§ **SUPPLIED DATA**
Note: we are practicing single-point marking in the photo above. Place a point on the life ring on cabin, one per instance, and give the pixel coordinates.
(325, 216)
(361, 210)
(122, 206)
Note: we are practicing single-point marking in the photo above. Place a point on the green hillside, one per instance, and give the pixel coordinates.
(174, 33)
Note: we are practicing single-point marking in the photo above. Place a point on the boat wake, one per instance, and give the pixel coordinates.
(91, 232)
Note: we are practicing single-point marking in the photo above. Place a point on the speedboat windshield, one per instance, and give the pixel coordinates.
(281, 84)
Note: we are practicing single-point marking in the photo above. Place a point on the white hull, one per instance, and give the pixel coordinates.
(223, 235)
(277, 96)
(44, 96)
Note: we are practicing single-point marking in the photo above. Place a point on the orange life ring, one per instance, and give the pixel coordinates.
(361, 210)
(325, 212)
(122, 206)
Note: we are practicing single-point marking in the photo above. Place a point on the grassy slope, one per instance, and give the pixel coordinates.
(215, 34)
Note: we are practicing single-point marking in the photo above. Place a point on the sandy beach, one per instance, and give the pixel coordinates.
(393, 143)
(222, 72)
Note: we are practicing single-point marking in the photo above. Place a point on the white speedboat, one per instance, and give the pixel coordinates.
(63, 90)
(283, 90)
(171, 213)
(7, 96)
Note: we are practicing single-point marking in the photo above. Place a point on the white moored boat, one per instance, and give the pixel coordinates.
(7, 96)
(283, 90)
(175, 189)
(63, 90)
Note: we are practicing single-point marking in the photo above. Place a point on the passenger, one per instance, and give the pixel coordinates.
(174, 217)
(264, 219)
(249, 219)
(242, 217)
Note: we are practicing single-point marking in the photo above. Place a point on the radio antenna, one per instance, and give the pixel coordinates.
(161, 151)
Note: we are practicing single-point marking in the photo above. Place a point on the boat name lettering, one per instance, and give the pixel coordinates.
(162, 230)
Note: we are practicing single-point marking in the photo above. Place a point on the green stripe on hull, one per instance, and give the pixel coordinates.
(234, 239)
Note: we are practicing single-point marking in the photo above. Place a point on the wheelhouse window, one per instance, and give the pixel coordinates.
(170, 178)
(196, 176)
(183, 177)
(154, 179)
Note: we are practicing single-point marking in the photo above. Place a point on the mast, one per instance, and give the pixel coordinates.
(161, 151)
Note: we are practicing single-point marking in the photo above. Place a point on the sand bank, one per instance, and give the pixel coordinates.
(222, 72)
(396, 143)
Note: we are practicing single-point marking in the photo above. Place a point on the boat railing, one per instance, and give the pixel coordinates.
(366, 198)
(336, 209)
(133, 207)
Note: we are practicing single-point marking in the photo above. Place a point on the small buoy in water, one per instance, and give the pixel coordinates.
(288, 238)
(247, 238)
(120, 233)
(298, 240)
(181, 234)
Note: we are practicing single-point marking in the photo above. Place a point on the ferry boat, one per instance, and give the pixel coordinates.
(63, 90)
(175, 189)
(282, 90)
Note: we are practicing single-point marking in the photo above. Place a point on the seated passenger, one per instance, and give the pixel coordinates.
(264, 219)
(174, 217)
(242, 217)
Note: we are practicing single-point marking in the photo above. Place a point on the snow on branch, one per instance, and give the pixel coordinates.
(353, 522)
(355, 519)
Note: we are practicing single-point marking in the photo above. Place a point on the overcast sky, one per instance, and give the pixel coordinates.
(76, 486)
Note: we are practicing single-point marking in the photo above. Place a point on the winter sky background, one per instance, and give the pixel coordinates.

§ **AIM**
Could you reproduce every record above exactly as it appears?

§ **RESULT OF THE TASK**
Note: we are practicing single-point marking in the photo above. Place a point on the life ring on cabin, one per instance, and give the pixel coordinates.
(325, 216)
(361, 210)
(122, 206)
Note: we are practicing single-point marking in the photo above. Place a point on the green hillside, one per instance, and give the pixel coordinates.
(174, 33)
Note: we are practicing single-point marking in the photo above. Place a point on the boat wake, one per instance, and give the pixel coordinates.
(91, 232)
Note: we are practicing single-point marking in the photo above. Place a point on the speedboat windshield, one per instance, and give the pixel coordinates.
(281, 84)
Note: we are practicing single-point marking in the photo above. Place a point on the white hull, one per instance, and give the pixel coordinates.
(223, 235)
(277, 96)
(44, 96)
Note: we are practicing single-point marking in the photo above. Place a point on the orange life ring, one per instance, and give the pixel coordinates.
(361, 210)
(325, 212)
(122, 206)
Note: we are practicing single-point marking in the photo above. Place a point on the grassy slope, one per instance, and give the pixel coordinates.
(215, 34)
Note: we are practicing single-point marking in the photo above. Place a point on the sandy beach, one per instance, and give the pixel coordinates.
(393, 143)
(222, 72)
Note: we are practicing single-point marking in the photo above. Place a point on the white speedboat, one per instance, and give the pixel coordinates.
(63, 90)
(283, 90)
(171, 213)
(7, 96)
Note: we are practicing single-point marking in the photo above. Place a point on the white moored boat, one per instance, and give the pixel coordinates.
(7, 96)
(283, 90)
(175, 189)
(63, 90)
Note: we are practicing single-point marking in the photo above. Place a point on the passenger, one per instance, and give the pixel coordinates.
(174, 217)
(264, 219)
(249, 219)
(242, 217)
Note: we are practicing single-point marking in the photo above. Place a point on the radio antenna, one per instance, and give the pixel coordinates.
(161, 151)
Note: we are practicing single-point marking in the photo above. Place a point on the boat name lettering, one per instance, and give the pixel coordinates.
(162, 230)
Note: we are practicing single-point marking in the photo above. Place a point on the green stripe on hull, one per instance, and give the pixel coordinates.
(234, 239)
Note: we are practicing single-point marking in the photo above. Place a point on the wheelhouse window, one per instance, and give the pixel coordinates.
(170, 178)
(196, 176)
(183, 177)
(154, 179)
Note: we are practicing single-point marking in the photo above. Place a point on the mast, one per instance, and give the pixel coordinates.
(161, 151)
Note: we are practicing single-point marking in the photo above. Place a point on the sand bank, one per instance, and give the pixel coordinates.
(222, 72)
(396, 143)
Note: we are practicing single-point marking in the photo above. Place a point on the boat railing, one per instance, and give the pixel coordinates.
(366, 198)
(336, 209)
(133, 207)
Note: we are practicing single-point marking in the photo above. Place a point on the small buoy in water, one per instance, and give the pixel coordinates.
(288, 238)
(247, 238)
(120, 233)
(298, 240)
(181, 234)
Note: we are practicing single-point marking in the photo above. Place a point on the ferry boat, one per instance, and give the pixel coordinates.
(63, 90)
(175, 189)
(282, 90)
Note: we are practicing single-point marking in the photo above. Place a point on the seated passenger, one per instance, and give the pixel coordinates.
(264, 219)
(174, 217)
(242, 217)
Note: we are practicing single-point marking in the photo above. Place a point on the snow on branch, one per instance, and give the pixel coordinates.
(353, 522)
(355, 519)
Note: we are practicing single-point marking in the photo above. Place a point on the overcast sky, one per instance, and give the pixel coordinates.
(76, 486)
Note: we are practicing single-point marking in the photo above. Place a point on the winter sky background, one per instance, and give the pixel coordinates.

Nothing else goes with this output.